Start of RECORDS FOR THIS EXERCISE

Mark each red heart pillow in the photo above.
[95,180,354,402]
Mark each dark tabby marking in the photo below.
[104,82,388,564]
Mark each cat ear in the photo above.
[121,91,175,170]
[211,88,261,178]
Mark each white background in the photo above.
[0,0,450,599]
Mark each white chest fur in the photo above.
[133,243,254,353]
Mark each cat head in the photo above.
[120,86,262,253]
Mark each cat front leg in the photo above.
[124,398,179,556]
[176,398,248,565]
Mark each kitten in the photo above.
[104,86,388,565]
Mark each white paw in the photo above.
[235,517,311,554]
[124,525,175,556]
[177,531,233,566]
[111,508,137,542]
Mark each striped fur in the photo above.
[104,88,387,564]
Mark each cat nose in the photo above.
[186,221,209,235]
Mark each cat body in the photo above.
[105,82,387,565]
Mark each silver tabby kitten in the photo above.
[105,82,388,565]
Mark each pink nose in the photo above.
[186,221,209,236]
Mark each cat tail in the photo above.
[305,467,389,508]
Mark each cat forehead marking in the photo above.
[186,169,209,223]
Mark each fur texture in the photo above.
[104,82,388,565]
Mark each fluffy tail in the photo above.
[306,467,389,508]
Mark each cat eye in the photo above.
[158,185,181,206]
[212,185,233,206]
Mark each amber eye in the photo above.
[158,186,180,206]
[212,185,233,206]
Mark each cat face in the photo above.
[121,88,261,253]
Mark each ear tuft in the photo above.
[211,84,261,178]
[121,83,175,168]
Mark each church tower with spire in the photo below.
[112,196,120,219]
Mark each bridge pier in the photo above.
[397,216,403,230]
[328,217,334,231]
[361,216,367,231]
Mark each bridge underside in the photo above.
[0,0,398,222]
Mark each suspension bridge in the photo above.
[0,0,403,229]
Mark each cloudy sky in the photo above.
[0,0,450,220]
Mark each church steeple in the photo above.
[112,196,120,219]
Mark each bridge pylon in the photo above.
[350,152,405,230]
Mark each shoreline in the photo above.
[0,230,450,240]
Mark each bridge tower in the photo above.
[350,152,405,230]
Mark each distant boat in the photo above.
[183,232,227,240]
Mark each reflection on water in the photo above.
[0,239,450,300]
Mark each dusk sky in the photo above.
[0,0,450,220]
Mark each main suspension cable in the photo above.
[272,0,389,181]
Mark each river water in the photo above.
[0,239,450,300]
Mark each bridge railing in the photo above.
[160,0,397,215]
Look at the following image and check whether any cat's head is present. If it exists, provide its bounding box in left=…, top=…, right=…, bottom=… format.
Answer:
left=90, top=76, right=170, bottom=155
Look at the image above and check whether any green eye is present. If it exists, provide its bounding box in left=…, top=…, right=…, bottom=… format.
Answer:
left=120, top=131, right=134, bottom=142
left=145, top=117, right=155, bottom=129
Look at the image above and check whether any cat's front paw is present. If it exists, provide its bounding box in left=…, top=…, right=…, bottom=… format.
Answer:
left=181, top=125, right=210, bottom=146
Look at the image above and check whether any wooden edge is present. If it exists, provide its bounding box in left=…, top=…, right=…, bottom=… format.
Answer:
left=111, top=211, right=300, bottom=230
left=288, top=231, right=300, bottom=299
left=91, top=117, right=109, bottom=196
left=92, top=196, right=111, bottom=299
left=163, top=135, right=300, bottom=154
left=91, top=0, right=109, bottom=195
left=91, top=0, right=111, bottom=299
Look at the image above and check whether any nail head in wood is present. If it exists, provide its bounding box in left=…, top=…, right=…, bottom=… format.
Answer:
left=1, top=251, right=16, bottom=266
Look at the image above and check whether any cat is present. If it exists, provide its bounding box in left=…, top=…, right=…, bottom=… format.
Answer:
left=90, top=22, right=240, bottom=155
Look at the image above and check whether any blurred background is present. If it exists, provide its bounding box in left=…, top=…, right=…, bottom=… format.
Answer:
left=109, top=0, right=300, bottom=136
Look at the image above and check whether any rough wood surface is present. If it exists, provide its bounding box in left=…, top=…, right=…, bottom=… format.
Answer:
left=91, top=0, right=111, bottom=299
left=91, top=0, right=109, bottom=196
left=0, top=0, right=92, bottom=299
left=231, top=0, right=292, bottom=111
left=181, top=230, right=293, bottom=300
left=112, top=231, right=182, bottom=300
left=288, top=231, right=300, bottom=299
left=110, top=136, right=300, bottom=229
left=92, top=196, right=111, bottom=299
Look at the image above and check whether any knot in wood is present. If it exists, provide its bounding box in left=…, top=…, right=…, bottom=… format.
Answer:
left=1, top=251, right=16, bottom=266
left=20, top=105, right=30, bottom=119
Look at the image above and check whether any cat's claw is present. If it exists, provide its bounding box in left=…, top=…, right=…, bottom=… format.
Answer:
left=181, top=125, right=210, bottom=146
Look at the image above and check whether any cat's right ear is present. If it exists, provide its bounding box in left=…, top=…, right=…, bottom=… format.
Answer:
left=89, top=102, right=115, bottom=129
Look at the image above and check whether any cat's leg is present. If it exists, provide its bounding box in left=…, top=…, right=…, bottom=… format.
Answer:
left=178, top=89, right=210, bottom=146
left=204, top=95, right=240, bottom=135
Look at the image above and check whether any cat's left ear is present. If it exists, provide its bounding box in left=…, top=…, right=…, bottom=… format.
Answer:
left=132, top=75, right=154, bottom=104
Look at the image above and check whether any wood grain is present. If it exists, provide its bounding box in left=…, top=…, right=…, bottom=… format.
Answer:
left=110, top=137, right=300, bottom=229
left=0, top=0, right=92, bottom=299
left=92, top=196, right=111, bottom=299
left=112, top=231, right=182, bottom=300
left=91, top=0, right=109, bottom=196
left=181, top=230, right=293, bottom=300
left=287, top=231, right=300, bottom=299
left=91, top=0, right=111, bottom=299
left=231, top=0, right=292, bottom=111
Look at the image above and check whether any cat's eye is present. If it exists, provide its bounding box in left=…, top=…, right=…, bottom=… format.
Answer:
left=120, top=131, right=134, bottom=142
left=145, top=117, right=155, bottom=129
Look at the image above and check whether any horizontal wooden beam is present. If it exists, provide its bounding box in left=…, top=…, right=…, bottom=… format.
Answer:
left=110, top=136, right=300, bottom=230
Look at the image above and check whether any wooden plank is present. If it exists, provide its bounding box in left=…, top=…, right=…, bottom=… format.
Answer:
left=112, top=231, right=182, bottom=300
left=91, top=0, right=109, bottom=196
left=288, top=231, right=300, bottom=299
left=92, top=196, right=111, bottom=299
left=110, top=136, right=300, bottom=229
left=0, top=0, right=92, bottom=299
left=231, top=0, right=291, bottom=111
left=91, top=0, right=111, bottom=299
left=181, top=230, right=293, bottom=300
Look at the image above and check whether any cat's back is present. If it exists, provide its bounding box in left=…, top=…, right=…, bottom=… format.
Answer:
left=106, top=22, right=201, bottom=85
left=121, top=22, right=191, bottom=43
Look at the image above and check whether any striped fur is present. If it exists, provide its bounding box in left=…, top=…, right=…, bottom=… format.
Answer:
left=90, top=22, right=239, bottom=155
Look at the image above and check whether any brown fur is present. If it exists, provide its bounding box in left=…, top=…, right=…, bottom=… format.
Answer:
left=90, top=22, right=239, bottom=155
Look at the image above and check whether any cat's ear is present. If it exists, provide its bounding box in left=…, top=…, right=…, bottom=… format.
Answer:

End of RECORDS FOR THIS EXERCISE

# PROBLEM REQUIREMENTS
Reproduce every line of the records above without changing a single character.

# EXERCISE RESPONSE
Mark each red heart pillow in the photo above.
[95,180,354,402]
Mark each dark tabby marking in the photo below.
[104,82,388,564]
Mark each cat ear in the photo above.
[121,91,175,170]
[211,88,261,178]
Mark each white background in the photo above.
[0,0,450,599]
Mark each white chest fur in the photo above.
[133,243,254,353]
Mark each cat head in the photo above.
[120,86,262,253]
Mark each cat front leg in the photo above.
[124,398,179,556]
[176,398,248,565]
Mark each kitten in the photo above.
[104,86,388,565]
Mark each white paw in the photo above.
[235,517,311,554]
[124,525,175,556]
[177,531,233,566]
[111,508,137,542]
Mark each striped fur in the photo above.
[104,88,387,564]
Mark each cat nose in the photo above.
[186,221,209,235]
Mark each cat body in the photo above.
[105,82,387,565]
Mark each silver tabby kitten in the photo above.
[105,82,388,565]
Mark each pink nose in the photo above.
[186,221,209,236]
Mark each cat tail in the photo above.
[305,467,389,508]
Mark each cat forehead marking in the photo above.
[186,169,209,223]
Mark each fur texture in the photo above.
[104,82,388,565]
Mark each fluffy tail in the photo above.
[306,467,389,508]
Mark each cat eye in the photo above.
[158,185,181,206]
[212,185,233,206]
Mark each amber eye in the photo above.
[158,186,180,206]
[212,185,233,206]
Mark each cat face in the photo above.
[121,88,261,253]
Mark each ear tuft in the photo above.
[211,84,261,178]
[121,83,175,168]
Mark each church tower with spire in the photo below.
[112,196,120,219]
Mark each bridge pier in the photo above.
[397,216,403,230]
[328,217,334,231]
[361,216,367,231]
Mark each bridge underside in the photo above.
[0,0,398,222]
Mark each suspension bridge in the photo above.
[0,0,403,229]
Mark each cloudy sky in the photo above.
[0,0,450,220]
Mark each church steeple in the photo above.
[112,196,120,219]
Mark each bridge pylon in the photo above.
[350,152,405,230]
Mark each shoreline in the photo above.
[0,230,450,240]
Mark each bridge tower in the photo above.
[350,152,405,230]
Mark each distant boat in the photo above.
[183,232,227,240]
Mark each reflection on water in the photo above.
[0,239,450,300]
Mark each dusk sky in the photo above.
[0,0,450,220]
Mark each main suspension cable in the photo above.
[272,0,389,181]
Mark each river water in the photo above.
[0,239,450,300]
Mark each bridge railing in the photo above.
[160,0,397,215]
Look at the following image and check whether any cat's head is present. If it exists, provide its bounding box in left=…, top=…, right=…, bottom=… format.
Answer:
left=90, top=76, right=170, bottom=155
Look at the image above and check whether any green eye is present. If it exists, provide its bounding box in left=…, top=…, right=…, bottom=… format.
Answer:
left=120, top=131, right=134, bottom=142
left=145, top=117, right=155, bottom=129
Look at the image above and check whether any cat's front paw is present. If it exists, provide its bounding box in left=…, top=…, right=…, bottom=… format.
Answer:
left=181, top=125, right=210, bottom=146
Look at the image above and check whether any wooden edge is present. If it exists, provide its bounding box in left=…, top=…, right=…, bottom=… format.
Answer:
left=111, top=211, right=300, bottom=230
left=288, top=231, right=300, bottom=299
left=91, top=117, right=109, bottom=196
left=92, top=196, right=111, bottom=299
left=163, top=135, right=300, bottom=154
left=91, top=0, right=109, bottom=195
left=91, top=0, right=111, bottom=299
Look at the image above and check whether any nail head in wood is present. If it exists, provide its bounding box in left=…, top=…, right=…, bottom=… format.
Answer:
left=1, top=251, right=16, bottom=266
Look at the image above and check whether any cat is present. If it exists, provide its bounding box in left=…, top=…, right=…, bottom=… format.
Answer:
left=90, top=22, right=240, bottom=155
Look at the image above and check whether any blurred background is present. If it exists, provide its bounding box in left=…, top=…, right=…, bottom=… format.
Answer:
left=109, top=0, right=300, bottom=136
Look at the image above and check whether any rough wood surface is present. If it exists, provide its bounding box in left=…, top=…, right=…, bottom=… format.
Answer:
left=91, top=0, right=111, bottom=299
left=91, top=0, right=109, bottom=196
left=0, top=0, right=92, bottom=299
left=231, top=0, right=292, bottom=111
left=181, top=230, right=293, bottom=300
left=112, top=231, right=182, bottom=300
left=288, top=231, right=300, bottom=299
left=110, top=136, right=300, bottom=229
left=92, top=196, right=111, bottom=299
Look at the image above and check whether any knot in wood is present. If it exists, provide its bounding box in left=…, top=…, right=…, bottom=… format.
Answer:
left=1, top=251, right=16, bottom=266
left=20, top=105, right=30, bottom=119
Look at the image above and check whether any cat's claw is present. If it exists, provide its bounding box in left=…, top=…, right=…, bottom=… format.
Answer:
left=181, top=125, right=210, bottom=146
Look at the image above and check whether any cat's right ear is present. If it exists, provide its bounding box in left=…, top=…, right=…, bottom=… format.
Answer:
left=89, top=102, right=115, bottom=129
Look at the image above and check whether any cat's leg is present. If it exists, provide its bounding box in left=…, top=…, right=…, bottom=… format.
Answer:
left=178, top=89, right=210, bottom=146
left=204, top=95, right=240, bottom=135
Look at the image above and check whether any cat's left ear is present. If it exists, provide its bounding box in left=…, top=…, right=…, bottom=… format.
Answer:
left=132, top=75, right=154, bottom=104
Look at the image above and check whether any wood grain is present. If it exists, provide its bounding box in left=…, top=…, right=…, bottom=… format.
Answer:
left=110, top=137, right=300, bottom=229
left=0, top=0, right=92, bottom=299
left=92, top=196, right=111, bottom=299
left=112, top=231, right=182, bottom=300
left=91, top=0, right=109, bottom=196
left=181, top=230, right=293, bottom=300
left=287, top=231, right=300, bottom=299
left=91, top=0, right=111, bottom=299
left=231, top=0, right=292, bottom=111
Look at the image above and check whether any cat's eye is present. If it exists, provide its bounding box in left=…, top=…, right=…, bottom=… format.
Answer:
left=120, top=131, right=134, bottom=142
left=145, top=117, right=155, bottom=129
Look at the image above and check whether any horizontal wooden beam is present. If it exists, provide its bounding box in left=…, top=…, right=…, bottom=… format.
Answer:
left=110, top=136, right=300, bottom=230
Look at the image above and check whether any wooden plank is present. If it exists, provide its bounding box in left=…, top=…, right=…, bottom=… format.
Answer:
left=112, top=231, right=182, bottom=300
left=91, top=0, right=109, bottom=196
left=288, top=231, right=300, bottom=299
left=92, top=196, right=111, bottom=299
left=110, top=136, right=300, bottom=229
left=0, top=0, right=92, bottom=299
left=231, top=0, right=291, bottom=111
left=91, top=0, right=111, bottom=299
left=181, top=230, right=293, bottom=300
Look at the image above and check whether any cat's back is present. If it exists, provide its bounding box in left=…, top=…, right=…, bottom=… format.
Answer:
left=106, top=22, right=201, bottom=85
left=121, top=22, right=191, bottom=43
Look at the image above and check whether any striped fur is present. If it exists, provide its bounding box in left=…, top=…, right=…, bottom=… format.
Answer:
left=90, top=22, right=239, bottom=155
Look at the image above and check whether any brown fur is present. If it exists, provide its bounding box in left=…, top=…, right=…, bottom=… format.
Answer:
left=90, top=22, right=239, bottom=155
Look at the image above and check whether any cat's ear is present. If it exists, provide its bounding box in left=…, top=…, right=…, bottom=… format.
Answer:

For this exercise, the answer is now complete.